Excerpts of location labeling data:
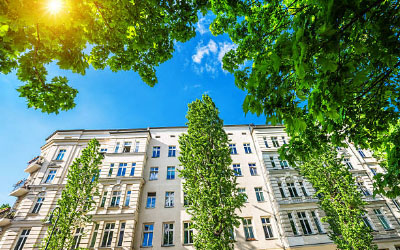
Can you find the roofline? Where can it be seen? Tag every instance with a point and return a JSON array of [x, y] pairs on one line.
[[149, 128]]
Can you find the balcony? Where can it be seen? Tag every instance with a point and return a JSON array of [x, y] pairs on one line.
[[6, 216], [296, 200], [20, 188], [34, 164]]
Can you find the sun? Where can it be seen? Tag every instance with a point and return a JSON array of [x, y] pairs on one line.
[[54, 6]]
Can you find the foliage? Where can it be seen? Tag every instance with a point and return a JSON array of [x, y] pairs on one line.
[[334, 62], [336, 189], [76, 198], [6, 205], [121, 35], [209, 183], [389, 153]]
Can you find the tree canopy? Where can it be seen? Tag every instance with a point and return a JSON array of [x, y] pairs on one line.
[[121, 35], [209, 183]]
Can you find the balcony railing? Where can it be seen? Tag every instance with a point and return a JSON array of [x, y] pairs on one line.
[[301, 199], [34, 164], [20, 188]]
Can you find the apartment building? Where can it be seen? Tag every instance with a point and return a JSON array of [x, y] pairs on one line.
[[142, 205]]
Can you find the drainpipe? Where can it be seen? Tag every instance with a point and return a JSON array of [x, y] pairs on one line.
[[270, 196]]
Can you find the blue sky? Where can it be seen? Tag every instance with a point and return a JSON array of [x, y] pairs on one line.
[[108, 100]]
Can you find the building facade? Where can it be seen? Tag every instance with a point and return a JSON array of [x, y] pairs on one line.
[[142, 205]]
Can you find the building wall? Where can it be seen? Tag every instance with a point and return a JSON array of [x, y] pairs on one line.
[[135, 215]]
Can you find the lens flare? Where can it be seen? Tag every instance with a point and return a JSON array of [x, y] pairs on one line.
[[54, 6]]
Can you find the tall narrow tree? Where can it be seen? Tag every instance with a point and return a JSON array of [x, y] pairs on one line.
[[76, 198], [209, 183]]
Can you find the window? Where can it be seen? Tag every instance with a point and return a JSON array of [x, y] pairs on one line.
[[187, 233], [107, 236], [103, 200], [133, 169], [128, 198], [317, 222], [292, 224], [147, 235], [77, 238], [233, 149], [348, 163], [247, 148], [95, 232], [382, 219], [39, 203], [303, 188], [127, 147], [153, 173], [259, 194], [275, 142], [253, 169], [248, 229], [292, 189], [363, 189], [168, 239], [243, 191], [137, 146], [151, 200], [121, 234], [271, 158], [122, 169], [265, 142], [367, 222], [267, 227], [186, 201], [281, 190], [50, 176], [283, 163], [156, 152], [22, 239], [60, 155], [237, 170], [171, 151], [170, 173], [116, 148], [305, 224], [169, 199], [111, 169], [115, 198], [396, 203]]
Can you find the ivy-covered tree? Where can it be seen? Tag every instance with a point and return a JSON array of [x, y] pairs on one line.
[[209, 183], [335, 187], [76, 198]]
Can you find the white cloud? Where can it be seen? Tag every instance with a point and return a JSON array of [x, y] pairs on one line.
[[204, 50], [208, 58], [224, 48], [202, 25]]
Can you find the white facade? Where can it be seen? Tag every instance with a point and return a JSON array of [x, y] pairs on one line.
[[141, 203]]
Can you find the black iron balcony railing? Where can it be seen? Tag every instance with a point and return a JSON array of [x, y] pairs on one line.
[[22, 183]]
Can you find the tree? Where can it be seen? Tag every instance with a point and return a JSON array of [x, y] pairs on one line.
[[334, 63], [209, 183], [338, 195], [76, 198], [5, 205], [121, 35]]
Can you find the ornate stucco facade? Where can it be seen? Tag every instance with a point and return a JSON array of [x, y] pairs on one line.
[[141, 203]]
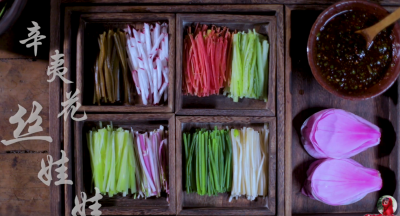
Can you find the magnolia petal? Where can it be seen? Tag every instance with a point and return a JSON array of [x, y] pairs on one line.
[[335, 133], [340, 181]]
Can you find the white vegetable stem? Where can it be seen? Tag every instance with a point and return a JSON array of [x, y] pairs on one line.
[[148, 60], [249, 155]]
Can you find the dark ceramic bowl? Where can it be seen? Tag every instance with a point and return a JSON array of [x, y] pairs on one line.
[[370, 8], [11, 14]]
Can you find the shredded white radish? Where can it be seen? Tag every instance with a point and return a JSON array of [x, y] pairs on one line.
[[148, 60], [250, 165]]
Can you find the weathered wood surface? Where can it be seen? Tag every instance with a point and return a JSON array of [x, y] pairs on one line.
[[22, 81], [9, 41], [307, 2], [304, 97], [277, 10], [21, 192]]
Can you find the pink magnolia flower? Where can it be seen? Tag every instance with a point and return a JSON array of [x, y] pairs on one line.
[[335, 133], [340, 181]]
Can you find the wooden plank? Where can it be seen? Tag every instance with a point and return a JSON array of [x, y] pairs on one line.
[[253, 9], [21, 191], [309, 2], [23, 81], [288, 119], [10, 47], [69, 194], [55, 97], [280, 111], [382, 111]]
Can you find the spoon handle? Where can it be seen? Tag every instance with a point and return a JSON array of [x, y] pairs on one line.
[[375, 29]]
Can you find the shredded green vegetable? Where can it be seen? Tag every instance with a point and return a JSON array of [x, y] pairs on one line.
[[209, 153], [113, 160], [249, 66]]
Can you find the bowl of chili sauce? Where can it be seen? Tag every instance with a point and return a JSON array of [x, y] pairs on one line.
[[339, 58]]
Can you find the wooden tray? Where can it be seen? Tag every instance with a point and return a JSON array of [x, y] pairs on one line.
[[72, 20], [193, 204], [304, 97], [220, 104], [90, 26], [119, 205]]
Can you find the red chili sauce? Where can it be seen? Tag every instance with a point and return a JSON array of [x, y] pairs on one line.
[[343, 57]]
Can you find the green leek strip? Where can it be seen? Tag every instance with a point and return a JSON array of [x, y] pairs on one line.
[[209, 156], [249, 78]]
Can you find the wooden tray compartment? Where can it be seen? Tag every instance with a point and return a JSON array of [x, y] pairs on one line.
[[304, 97], [194, 204], [220, 104], [118, 205], [91, 25]]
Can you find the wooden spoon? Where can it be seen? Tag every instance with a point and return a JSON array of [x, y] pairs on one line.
[[370, 33]]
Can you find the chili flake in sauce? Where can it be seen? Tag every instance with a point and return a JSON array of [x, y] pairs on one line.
[[343, 57]]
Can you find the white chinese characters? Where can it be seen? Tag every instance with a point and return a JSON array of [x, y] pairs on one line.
[[69, 107], [34, 117], [80, 207], [45, 171], [57, 68], [35, 36]]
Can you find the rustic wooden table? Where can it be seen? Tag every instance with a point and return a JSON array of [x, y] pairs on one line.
[[23, 80]]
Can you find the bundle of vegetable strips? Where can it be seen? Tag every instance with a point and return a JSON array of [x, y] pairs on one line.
[[152, 151], [208, 156], [216, 58], [249, 66], [206, 60], [120, 161], [250, 153], [148, 61], [110, 68]]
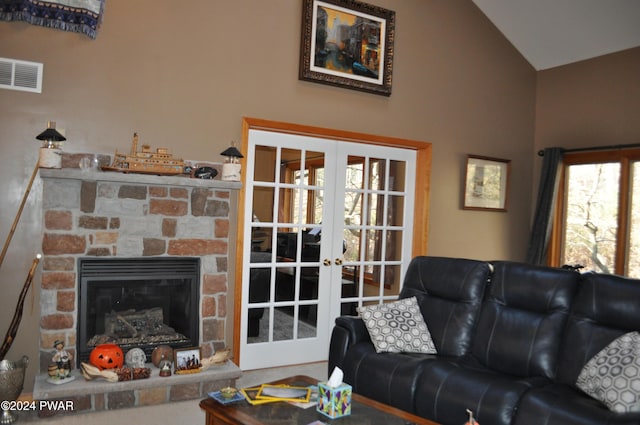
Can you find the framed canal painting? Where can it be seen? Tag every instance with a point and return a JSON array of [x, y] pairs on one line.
[[347, 43]]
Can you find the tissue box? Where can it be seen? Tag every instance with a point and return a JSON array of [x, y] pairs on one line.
[[334, 402]]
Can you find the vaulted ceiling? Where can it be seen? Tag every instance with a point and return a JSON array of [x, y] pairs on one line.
[[550, 33]]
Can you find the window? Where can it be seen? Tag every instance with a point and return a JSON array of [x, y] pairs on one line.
[[598, 213]]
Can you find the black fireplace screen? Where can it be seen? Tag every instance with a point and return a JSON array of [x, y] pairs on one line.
[[138, 302]]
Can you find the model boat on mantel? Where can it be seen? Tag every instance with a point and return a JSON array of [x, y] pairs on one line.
[[145, 161]]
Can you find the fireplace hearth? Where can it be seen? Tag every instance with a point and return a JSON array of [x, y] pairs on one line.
[[137, 303]]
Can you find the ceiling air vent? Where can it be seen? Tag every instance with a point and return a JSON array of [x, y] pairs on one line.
[[20, 75]]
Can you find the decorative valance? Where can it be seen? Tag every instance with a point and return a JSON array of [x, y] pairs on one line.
[[82, 16]]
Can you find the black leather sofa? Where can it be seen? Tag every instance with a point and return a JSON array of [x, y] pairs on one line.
[[511, 340]]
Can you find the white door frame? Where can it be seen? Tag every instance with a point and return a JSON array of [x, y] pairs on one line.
[[420, 216]]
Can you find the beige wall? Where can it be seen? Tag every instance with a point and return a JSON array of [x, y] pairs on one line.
[[182, 74], [590, 103]]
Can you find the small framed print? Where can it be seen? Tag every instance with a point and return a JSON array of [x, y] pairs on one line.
[[486, 183], [187, 360]]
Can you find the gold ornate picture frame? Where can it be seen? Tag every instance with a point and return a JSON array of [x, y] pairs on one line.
[[348, 44]]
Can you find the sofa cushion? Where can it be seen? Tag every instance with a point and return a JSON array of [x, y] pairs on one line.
[[397, 327], [611, 376], [448, 387], [560, 404], [523, 317], [605, 308], [390, 378], [449, 292]]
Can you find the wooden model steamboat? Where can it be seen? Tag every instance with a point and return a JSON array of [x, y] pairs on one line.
[[145, 161]]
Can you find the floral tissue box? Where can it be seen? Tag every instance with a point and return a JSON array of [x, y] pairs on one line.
[[334, 402]]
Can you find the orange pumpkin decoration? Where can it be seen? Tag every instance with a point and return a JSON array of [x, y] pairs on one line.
[[107, 356]]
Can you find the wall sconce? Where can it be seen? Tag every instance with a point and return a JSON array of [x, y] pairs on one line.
[[51, 150], [231, 168]]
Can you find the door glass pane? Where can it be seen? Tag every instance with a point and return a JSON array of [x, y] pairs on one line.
[[285, 283], [393, 245], [258, 326], [377, 171], [375, 214], [354, 173], [263, 169], [395, 210], [397, 175], [283, 323], [592, 216], [392, 279], [291, 163], [261, 238], [263, 199], [351, 244], [633, 262], [308, 323], [309, 283]]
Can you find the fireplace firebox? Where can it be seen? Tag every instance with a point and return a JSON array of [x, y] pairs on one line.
[[137, 302]]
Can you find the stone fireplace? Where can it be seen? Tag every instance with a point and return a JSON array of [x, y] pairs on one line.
[[90, 216]]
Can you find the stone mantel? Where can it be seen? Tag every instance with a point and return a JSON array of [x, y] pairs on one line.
[[133, 178]]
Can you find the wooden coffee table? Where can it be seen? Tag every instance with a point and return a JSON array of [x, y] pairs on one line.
[[364, 411]]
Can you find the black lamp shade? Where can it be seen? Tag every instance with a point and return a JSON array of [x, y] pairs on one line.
[[232, 151], [51, 134]]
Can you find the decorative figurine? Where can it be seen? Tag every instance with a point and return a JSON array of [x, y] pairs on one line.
[[165, 367], [60, 367]]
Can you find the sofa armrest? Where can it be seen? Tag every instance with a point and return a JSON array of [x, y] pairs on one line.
[[349, 330]]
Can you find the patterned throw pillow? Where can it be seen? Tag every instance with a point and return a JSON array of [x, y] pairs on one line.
[[613, 375], [398, 327]]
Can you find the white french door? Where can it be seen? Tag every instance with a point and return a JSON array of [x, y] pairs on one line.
[[327, 228]]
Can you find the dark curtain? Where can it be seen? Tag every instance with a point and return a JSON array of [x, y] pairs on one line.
[[547, 192]]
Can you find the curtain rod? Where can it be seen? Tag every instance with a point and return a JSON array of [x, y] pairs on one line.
[[597, 148]]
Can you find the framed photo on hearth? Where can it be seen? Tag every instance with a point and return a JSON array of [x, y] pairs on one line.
[[187, 360], [347, 43], [486, 183]]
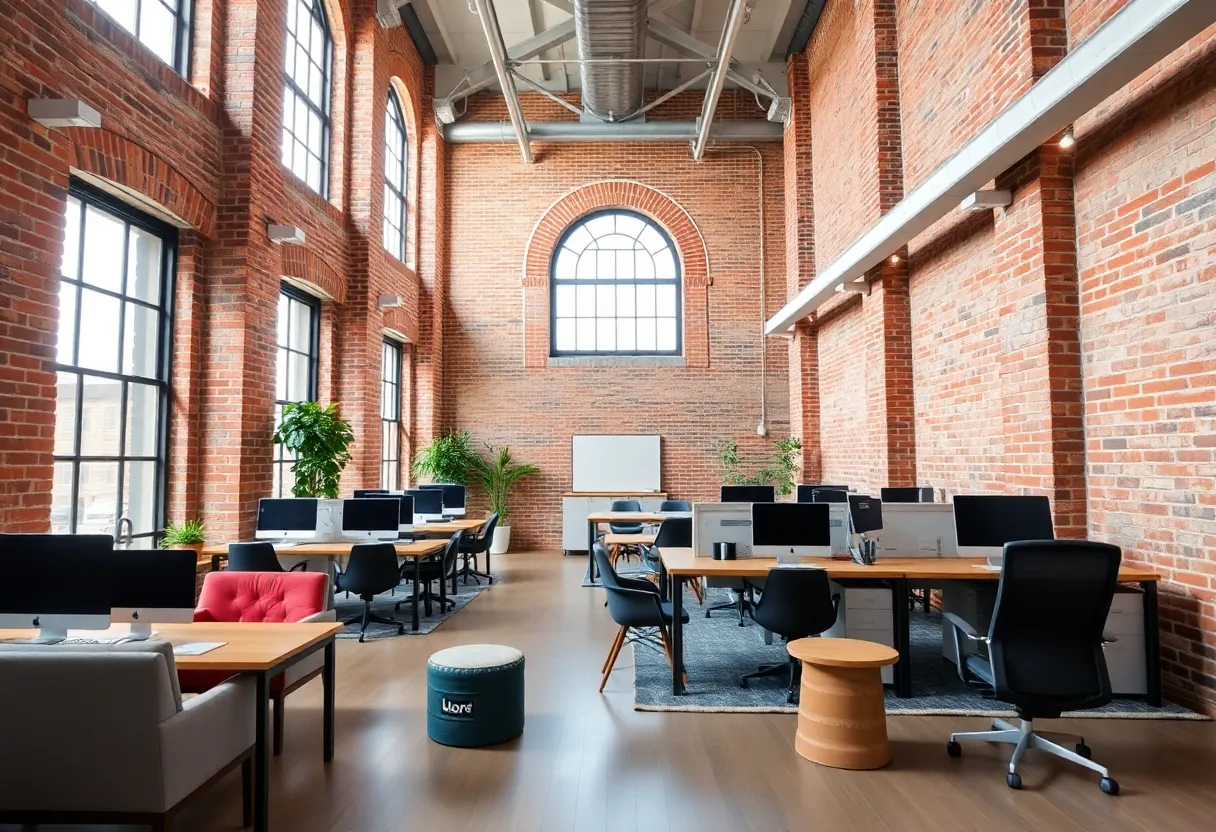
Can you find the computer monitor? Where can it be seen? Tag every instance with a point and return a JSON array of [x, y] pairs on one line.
[[152, 586], [866, 513], [55, 583], [791, 529], [985, 523], [806, 490], [428, 504], [916, 494], [748, 494], [371, 518], [292, 518]]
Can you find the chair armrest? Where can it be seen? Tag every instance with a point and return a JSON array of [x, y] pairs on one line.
[[210, 731]]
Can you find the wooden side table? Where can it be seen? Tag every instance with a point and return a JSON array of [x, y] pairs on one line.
[[842, 721]]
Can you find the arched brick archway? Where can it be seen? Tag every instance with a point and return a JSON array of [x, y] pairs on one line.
[[645, 200]]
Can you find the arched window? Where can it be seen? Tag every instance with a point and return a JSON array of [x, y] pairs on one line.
[[308, 67], [395, 158], [614, 288]]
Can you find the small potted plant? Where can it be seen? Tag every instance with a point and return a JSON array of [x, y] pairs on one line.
[[499, 474], [320, 438], [187, 534]]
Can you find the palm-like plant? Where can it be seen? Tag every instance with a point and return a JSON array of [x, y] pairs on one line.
[[320, 438], [499, 474]]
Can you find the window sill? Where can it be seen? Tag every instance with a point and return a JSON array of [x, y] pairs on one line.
[[618, 361]]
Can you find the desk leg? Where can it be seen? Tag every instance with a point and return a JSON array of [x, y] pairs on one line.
[[327, 681], [1152, 644], [676, 635], [417, 579], [262, 754], [902, 637]]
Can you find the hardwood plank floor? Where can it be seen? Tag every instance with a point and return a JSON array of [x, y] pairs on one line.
[[590, 763]]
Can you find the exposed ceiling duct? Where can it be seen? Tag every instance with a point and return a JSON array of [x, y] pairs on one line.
[[611, 29]]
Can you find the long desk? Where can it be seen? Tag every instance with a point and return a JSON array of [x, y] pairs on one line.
[[262, 651], [416, 551], [680, 565]]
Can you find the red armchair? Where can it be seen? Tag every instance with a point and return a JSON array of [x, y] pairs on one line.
[[264, 596]]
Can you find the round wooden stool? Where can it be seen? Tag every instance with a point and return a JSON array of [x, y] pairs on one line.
[[840, 717]]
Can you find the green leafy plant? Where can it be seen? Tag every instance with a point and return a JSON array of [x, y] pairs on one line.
[[499, 474], [320, 438], [185, 535], [448, 459]]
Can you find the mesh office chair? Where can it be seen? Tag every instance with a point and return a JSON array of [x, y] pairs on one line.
[[797, 603], [1045, 645]]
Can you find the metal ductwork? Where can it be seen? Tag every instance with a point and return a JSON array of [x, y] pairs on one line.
[[611, 29]]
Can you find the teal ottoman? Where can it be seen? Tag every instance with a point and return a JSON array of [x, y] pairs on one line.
[[476, 695]]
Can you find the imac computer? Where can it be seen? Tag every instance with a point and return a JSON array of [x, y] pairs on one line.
[[292, 518], [806, 492], [748, 494], [454, 498], [152, 586], [985, 523], [916, 494], [428, 505], [791, 529], [371, 518], [55, 583]]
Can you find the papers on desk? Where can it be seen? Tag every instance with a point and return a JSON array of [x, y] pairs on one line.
[[197, 647]]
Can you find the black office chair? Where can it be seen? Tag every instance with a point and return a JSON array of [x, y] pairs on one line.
[[797, 603], [370, 571], [258, 556], [1045, 645], [636, 607], [431, 571], [474, 545]]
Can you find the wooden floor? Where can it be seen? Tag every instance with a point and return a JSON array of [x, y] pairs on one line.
[[589, 762]]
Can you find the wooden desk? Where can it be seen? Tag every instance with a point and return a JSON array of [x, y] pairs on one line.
[[680, 565], [262, 651]]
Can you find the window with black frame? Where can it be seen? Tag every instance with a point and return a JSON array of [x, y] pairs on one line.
[[163, 26], [299, 326], [112, 369], [614, 288], [390, 415], [308, 58], [397, 155]]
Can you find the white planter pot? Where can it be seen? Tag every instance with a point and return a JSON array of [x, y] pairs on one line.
[[501, 540]]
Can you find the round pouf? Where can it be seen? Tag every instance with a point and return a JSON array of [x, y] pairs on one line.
[[474, 695]]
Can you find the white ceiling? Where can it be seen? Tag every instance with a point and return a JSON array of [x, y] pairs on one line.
[[455, 34]]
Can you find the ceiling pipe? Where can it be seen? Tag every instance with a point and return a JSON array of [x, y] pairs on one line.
[[722, 63], [499, 57], [575, 131]]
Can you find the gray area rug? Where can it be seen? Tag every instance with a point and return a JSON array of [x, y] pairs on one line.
[[718, 651], [349, 607]]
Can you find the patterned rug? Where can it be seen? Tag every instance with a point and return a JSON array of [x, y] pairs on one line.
[[718, 651]]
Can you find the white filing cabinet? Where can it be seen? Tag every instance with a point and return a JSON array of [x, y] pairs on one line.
[[575, 509], [866, 614]]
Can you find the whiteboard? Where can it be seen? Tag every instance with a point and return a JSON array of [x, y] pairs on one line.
[[615, 464]]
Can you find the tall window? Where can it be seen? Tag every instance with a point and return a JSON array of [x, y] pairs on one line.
[[390, 415], [112, 369], [395, 157], [163, 26], [299, 326], [308, 57], [614, 288]]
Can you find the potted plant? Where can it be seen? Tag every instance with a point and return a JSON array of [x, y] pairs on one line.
[[189, 534], [448, 459], [320, 438], [499, 474]]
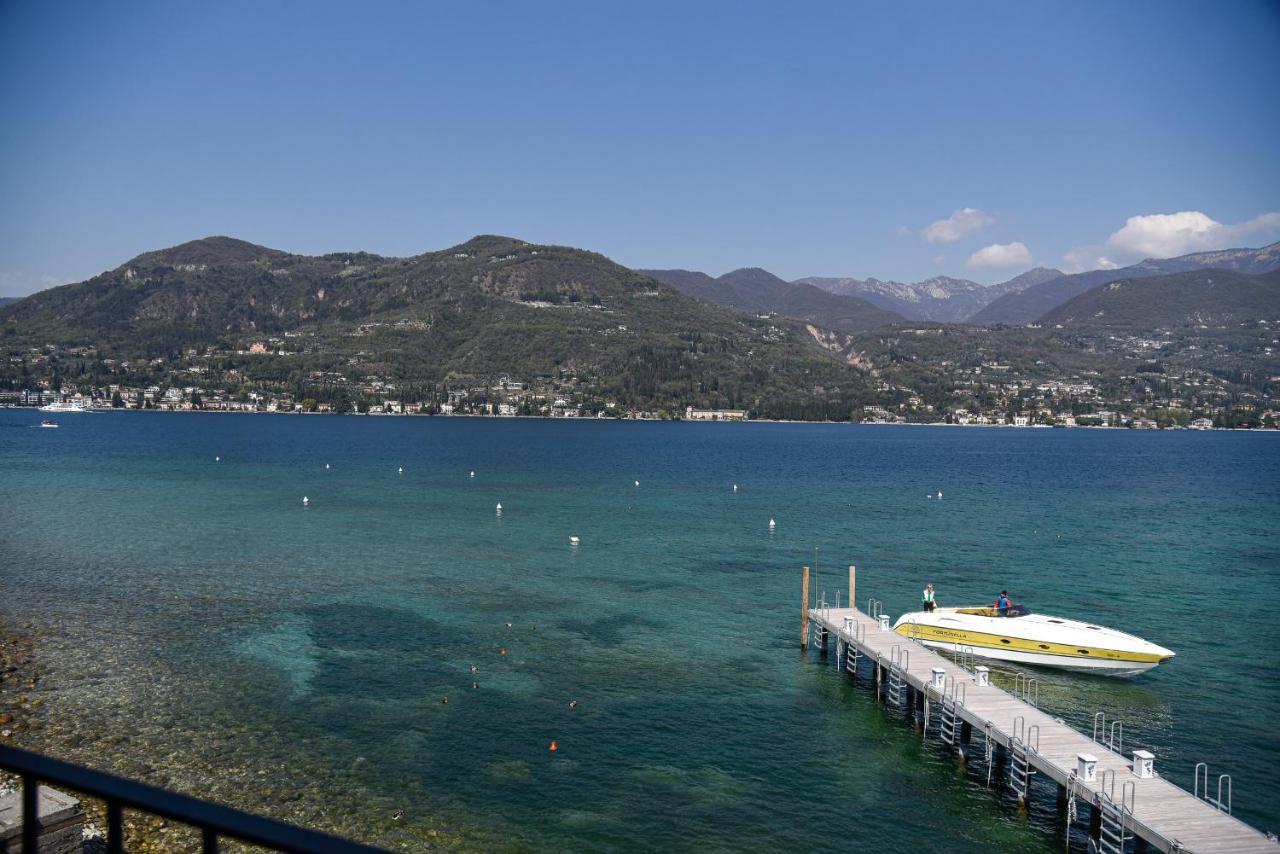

- _Aim of the task_
Write out, word for word, every line of the listing from the one containing "Can you find the white filing" through the end of the listing, including both of those ends. Leave the pictures out of your answer.

- _Task answer_
Can you find the white filing cabinet? Where can it be seen? Tag every instance with a point and return a JSON array of [x, y] pairs on one line.
[[575, 509], [866, 614]]
Can you find the whiteboard? Where can it be seen? Tag every instance with a point and return a JSON array of [x, y] pairs on one line.
[[615, 464]]
Can you find the tall window? Where can it be seen? Tag every instance with a point and return a JSON array of [x, y] pairs on one line.
[[390, 415], [112, 369], [395, 157], [163, 26], [299, 326], [308, 57], [614, 288]]
Can you find the potted plant? Where can it be seen? Tag every instance with a point and return a JSON array of [x, y] pairs on one line.
[[189, 534], [448, 459], [320, 438], [499, 474]]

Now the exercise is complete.